§ Provided material

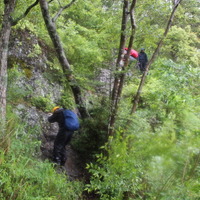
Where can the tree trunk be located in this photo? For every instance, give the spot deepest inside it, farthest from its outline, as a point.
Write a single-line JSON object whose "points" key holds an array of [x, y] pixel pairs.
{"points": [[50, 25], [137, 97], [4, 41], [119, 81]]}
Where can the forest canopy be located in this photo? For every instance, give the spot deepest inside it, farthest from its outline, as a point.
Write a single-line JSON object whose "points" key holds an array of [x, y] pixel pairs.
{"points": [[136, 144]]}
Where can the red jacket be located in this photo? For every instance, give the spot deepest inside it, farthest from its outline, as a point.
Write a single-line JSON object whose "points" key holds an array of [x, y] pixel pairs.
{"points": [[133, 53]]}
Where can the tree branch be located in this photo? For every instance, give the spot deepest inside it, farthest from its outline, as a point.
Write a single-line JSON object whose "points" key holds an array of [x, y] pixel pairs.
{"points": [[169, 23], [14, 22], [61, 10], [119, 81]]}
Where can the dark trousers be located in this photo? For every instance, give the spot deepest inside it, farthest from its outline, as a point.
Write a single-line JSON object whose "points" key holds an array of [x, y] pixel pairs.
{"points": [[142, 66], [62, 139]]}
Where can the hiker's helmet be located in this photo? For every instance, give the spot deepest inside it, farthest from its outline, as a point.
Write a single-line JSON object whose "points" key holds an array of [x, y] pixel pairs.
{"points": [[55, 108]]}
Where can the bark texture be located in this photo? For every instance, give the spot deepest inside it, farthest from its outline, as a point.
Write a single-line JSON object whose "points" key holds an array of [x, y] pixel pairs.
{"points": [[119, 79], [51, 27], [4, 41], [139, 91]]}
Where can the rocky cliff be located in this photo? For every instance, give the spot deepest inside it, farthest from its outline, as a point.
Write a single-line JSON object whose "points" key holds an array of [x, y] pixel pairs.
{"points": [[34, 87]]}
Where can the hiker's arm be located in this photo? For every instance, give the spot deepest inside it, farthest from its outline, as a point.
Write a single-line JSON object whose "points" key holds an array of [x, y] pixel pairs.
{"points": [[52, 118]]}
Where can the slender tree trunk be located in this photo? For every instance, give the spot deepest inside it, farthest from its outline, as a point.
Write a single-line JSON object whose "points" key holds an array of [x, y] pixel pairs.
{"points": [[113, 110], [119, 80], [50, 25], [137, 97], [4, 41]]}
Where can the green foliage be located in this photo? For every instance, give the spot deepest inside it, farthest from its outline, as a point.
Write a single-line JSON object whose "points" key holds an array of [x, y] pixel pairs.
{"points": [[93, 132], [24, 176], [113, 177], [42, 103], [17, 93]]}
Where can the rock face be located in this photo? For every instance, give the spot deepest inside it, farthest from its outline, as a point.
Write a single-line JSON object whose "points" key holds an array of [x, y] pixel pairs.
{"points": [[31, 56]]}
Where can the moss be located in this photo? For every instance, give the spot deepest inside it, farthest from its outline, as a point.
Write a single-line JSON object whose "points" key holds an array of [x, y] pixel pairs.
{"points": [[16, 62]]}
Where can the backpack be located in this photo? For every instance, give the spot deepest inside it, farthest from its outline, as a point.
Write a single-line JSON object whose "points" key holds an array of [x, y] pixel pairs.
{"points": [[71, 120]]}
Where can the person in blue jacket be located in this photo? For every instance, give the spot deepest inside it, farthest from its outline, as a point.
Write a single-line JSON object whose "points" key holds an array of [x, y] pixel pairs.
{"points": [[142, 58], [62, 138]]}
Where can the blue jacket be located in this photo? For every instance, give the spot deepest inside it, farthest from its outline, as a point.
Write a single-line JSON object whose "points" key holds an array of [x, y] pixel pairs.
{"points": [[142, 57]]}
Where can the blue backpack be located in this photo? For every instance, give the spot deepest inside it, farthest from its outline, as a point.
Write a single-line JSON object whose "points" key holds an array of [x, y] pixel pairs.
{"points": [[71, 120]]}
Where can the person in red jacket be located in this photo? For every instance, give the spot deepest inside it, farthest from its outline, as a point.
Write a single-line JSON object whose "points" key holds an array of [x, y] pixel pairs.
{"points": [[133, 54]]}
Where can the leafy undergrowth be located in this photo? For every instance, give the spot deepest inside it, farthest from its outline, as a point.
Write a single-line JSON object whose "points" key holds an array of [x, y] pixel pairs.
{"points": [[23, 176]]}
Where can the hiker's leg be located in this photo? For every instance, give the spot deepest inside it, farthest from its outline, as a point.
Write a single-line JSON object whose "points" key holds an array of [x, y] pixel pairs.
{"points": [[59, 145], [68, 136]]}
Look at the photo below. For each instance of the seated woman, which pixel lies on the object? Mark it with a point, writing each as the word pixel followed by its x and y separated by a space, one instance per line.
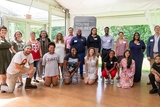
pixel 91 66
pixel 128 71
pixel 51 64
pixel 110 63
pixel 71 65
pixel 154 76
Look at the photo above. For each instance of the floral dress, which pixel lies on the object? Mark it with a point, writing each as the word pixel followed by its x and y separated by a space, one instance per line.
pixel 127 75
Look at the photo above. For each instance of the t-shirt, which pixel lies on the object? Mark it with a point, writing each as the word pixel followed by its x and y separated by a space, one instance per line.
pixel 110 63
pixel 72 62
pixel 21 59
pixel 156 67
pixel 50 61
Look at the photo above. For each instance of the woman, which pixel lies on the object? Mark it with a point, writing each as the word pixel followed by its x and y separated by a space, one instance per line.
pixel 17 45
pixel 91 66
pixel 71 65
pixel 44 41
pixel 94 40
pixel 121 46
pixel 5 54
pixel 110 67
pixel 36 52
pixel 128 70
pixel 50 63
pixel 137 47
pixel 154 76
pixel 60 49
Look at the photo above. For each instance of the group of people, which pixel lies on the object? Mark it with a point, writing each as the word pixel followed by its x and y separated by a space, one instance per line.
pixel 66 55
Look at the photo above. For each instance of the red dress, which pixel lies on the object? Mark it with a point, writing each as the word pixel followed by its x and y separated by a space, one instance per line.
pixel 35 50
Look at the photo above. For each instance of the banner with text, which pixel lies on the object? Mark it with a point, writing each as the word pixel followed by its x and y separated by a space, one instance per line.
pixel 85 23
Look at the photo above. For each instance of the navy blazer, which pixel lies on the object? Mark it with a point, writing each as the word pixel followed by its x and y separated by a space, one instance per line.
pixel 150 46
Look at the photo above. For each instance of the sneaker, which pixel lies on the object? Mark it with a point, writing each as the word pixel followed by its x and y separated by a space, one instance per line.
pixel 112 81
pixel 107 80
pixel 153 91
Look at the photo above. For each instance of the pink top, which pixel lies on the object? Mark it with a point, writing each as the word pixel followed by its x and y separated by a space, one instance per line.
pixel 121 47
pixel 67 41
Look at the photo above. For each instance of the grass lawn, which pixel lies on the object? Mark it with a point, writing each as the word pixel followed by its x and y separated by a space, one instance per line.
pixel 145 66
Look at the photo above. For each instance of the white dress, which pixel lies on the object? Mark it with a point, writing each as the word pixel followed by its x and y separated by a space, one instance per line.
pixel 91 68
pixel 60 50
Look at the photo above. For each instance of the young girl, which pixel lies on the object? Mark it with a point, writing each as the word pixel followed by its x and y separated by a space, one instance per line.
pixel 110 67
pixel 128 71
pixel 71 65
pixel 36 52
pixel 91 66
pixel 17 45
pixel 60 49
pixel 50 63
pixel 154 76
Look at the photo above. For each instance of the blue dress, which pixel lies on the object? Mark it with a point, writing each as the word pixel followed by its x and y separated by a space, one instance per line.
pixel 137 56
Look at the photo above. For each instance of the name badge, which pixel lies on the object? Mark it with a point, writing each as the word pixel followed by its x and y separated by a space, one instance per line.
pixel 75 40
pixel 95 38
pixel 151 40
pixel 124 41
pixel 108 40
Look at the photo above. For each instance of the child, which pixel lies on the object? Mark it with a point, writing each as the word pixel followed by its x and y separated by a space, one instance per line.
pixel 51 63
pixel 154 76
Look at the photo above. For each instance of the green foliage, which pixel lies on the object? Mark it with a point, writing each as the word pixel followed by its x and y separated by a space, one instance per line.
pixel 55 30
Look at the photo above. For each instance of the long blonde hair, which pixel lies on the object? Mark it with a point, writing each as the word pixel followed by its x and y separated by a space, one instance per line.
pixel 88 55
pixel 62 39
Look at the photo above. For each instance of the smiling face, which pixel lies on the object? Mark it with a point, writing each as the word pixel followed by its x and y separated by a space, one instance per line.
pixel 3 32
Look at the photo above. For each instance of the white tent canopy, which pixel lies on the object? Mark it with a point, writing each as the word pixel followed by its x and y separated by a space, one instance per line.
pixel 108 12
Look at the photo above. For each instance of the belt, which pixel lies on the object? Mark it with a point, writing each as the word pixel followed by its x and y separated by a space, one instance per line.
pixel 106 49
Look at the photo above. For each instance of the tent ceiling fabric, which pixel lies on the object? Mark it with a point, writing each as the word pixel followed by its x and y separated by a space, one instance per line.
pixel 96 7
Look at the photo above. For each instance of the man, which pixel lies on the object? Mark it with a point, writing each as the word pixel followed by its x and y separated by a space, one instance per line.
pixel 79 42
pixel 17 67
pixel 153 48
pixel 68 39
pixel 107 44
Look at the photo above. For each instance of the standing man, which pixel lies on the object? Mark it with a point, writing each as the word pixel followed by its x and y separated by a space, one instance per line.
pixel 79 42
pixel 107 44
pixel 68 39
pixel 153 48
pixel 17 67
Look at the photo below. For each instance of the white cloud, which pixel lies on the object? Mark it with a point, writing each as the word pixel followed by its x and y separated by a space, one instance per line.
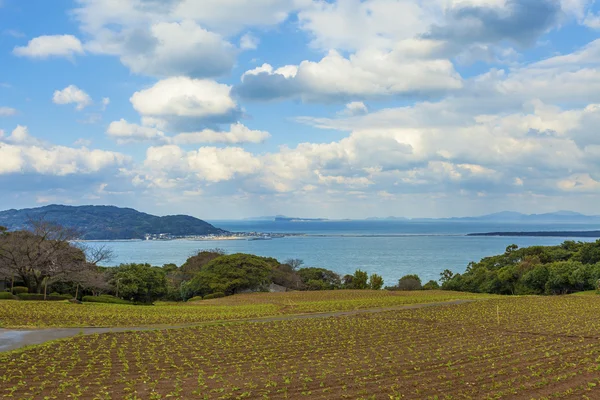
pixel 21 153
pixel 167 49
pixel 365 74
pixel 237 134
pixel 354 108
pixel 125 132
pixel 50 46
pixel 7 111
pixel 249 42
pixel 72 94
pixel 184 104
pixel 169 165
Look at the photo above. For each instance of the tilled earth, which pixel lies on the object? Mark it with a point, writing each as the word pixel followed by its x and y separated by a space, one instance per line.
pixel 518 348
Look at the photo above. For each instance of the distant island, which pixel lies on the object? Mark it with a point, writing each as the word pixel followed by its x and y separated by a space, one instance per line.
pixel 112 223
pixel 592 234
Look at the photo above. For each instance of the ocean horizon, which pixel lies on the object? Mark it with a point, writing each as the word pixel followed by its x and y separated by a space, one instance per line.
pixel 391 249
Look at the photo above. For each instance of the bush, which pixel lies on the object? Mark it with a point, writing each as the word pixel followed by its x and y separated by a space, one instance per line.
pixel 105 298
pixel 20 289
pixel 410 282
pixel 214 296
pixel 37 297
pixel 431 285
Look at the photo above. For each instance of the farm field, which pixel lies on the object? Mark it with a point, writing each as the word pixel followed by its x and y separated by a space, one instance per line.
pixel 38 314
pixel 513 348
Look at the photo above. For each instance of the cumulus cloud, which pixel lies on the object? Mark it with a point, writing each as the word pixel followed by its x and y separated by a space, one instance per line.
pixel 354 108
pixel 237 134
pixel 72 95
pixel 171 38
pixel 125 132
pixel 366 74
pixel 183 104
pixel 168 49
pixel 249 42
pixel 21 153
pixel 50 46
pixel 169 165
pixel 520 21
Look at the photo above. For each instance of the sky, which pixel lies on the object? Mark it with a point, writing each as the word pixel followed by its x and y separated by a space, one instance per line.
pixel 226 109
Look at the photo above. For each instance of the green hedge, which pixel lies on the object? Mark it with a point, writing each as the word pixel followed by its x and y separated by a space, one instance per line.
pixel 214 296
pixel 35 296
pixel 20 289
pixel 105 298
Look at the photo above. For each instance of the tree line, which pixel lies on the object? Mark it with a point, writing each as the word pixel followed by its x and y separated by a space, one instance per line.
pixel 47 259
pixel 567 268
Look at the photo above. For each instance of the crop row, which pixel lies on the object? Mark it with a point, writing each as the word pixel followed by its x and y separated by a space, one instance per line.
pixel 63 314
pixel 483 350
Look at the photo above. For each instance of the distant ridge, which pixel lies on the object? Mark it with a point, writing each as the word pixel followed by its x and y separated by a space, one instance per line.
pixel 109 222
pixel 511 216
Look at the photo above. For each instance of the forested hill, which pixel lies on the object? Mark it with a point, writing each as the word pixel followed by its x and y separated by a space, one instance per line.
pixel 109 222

§ Directions for this task
Write the number of lines in the data above that contain the word "backpack", and add nothing to it.

§ Task output
2